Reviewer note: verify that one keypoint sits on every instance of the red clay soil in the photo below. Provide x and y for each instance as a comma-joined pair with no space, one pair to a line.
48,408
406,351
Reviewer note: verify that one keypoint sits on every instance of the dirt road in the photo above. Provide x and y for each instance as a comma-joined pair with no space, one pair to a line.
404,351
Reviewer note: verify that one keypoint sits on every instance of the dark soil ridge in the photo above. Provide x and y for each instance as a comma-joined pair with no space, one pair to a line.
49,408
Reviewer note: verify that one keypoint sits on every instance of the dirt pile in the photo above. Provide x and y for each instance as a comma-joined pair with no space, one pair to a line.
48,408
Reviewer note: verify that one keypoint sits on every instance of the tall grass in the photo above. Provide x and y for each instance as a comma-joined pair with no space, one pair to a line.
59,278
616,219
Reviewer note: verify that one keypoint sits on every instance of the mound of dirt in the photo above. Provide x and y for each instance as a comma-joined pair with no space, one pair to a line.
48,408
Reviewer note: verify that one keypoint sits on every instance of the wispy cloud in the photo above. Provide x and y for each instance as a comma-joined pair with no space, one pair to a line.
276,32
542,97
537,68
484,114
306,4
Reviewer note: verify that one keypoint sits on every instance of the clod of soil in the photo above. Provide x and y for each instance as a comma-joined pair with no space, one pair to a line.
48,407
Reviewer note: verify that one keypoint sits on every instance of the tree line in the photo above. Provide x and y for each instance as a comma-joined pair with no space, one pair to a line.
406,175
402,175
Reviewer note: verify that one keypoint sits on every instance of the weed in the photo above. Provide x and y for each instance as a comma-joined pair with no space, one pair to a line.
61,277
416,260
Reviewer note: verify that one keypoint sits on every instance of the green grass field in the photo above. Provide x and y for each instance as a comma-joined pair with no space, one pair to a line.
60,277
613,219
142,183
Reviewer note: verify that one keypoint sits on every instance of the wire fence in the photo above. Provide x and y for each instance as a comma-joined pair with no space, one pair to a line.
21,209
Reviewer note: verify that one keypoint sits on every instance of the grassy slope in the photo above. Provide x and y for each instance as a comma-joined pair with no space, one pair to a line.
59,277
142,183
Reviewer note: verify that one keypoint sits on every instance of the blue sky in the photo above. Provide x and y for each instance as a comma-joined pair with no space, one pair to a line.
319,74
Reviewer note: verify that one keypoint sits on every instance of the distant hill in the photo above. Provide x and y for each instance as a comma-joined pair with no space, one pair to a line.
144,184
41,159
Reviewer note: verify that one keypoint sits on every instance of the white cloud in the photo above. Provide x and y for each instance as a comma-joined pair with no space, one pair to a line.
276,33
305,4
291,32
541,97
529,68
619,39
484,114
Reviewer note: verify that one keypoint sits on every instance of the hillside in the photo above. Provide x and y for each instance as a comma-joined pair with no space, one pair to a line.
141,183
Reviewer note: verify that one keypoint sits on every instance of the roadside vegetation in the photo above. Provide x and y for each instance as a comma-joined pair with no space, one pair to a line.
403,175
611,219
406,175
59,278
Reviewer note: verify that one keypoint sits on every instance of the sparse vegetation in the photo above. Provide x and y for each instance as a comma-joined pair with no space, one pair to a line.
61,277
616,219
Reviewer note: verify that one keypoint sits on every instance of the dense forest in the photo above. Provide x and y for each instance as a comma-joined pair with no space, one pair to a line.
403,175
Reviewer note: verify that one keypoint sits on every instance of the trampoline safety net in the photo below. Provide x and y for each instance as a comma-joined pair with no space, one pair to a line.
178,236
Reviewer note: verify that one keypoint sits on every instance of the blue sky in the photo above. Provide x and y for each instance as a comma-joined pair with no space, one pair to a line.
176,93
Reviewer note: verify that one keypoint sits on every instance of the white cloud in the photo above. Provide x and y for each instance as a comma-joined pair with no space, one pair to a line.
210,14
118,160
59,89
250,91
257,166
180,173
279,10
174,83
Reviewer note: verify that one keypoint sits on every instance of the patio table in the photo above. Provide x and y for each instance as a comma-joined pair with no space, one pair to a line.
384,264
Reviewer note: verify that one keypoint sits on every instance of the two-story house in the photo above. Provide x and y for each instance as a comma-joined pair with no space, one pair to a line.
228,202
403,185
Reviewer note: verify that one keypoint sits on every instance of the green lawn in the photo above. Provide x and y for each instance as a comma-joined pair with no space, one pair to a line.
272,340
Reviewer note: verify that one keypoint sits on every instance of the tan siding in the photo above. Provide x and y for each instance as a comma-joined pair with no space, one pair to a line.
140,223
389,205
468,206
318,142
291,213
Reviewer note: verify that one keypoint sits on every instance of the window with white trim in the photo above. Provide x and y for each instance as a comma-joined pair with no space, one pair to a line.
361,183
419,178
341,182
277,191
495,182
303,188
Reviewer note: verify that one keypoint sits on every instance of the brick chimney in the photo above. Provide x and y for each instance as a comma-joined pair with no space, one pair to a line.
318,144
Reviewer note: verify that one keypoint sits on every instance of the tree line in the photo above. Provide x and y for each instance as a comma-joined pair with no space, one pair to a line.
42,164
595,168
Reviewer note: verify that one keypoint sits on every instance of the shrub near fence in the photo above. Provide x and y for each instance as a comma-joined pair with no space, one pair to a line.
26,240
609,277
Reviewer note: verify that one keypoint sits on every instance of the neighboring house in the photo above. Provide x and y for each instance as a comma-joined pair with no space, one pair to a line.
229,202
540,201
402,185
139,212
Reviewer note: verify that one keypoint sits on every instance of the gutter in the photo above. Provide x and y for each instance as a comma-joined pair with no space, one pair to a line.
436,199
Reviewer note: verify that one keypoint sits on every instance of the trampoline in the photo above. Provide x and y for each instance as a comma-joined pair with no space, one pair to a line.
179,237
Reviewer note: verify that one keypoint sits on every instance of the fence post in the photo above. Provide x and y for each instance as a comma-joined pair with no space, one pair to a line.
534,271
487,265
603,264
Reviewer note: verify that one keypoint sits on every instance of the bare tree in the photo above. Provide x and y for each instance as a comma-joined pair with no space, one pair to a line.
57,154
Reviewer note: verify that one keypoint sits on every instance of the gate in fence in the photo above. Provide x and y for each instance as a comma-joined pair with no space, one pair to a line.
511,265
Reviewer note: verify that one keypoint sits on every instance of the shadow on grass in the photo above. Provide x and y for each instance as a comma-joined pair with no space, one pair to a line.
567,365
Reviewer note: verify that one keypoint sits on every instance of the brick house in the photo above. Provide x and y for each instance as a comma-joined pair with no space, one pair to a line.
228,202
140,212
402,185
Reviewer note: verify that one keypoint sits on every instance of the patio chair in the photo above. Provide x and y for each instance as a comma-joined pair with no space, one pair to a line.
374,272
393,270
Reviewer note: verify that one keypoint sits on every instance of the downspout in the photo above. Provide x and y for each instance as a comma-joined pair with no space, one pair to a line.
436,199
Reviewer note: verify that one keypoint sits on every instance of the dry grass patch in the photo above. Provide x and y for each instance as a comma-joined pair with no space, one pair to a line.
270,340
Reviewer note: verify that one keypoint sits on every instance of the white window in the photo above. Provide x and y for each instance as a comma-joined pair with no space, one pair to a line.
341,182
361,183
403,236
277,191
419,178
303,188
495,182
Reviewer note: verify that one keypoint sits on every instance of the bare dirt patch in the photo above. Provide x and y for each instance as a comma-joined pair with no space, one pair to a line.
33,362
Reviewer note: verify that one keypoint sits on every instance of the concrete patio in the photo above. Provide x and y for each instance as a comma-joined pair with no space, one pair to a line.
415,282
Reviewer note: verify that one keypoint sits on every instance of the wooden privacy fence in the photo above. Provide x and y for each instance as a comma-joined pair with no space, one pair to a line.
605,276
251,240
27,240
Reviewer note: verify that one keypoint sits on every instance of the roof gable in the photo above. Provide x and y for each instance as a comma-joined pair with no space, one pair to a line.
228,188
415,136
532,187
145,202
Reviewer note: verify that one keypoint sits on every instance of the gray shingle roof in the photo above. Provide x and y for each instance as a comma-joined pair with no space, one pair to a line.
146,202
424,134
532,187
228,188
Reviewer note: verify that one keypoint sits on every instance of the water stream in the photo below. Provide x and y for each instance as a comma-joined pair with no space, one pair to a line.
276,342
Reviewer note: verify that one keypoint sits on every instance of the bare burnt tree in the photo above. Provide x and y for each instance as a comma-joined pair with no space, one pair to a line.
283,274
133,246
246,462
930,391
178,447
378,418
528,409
------
* [STATED EXERCISE] Reproduce the material above, beginning with the line that contains "of the roof" and continuing through the end of the material, with every occurrence of "keypoint" changed to "marker" and nothing else altered.

* [RESPONSE TO THE EXERCISE]
Reviewer note: verify that one marker sits on every instance of the roof gable in the photo above. Provide x and y for each instance as a comma-joined pair with no space, one pair to a line.
228,188
415,136
532,187
145,202
Reviewer note: verify that one marker sits on every instance of the gray shingle roof in the photo above. Provide x and y for each instance as a comma-joined pair with no space, one pair to a line.
146,202
424,134
532,187
228,188
Reviewer note: verify that one marker sits on every instance of the water stream in the photo below. Provide x and y for each instance as a comma-joined pair with no space, one pair to a line.
276,342
Reviewer note: verify that one marker sits on every instance of the bare burnt tree in the photo above. Provide x and y for each instance as a comma-joined pair with no space, one pair to a line.
283,274
133,246
246,462
930,391
178,447
378,418
528,409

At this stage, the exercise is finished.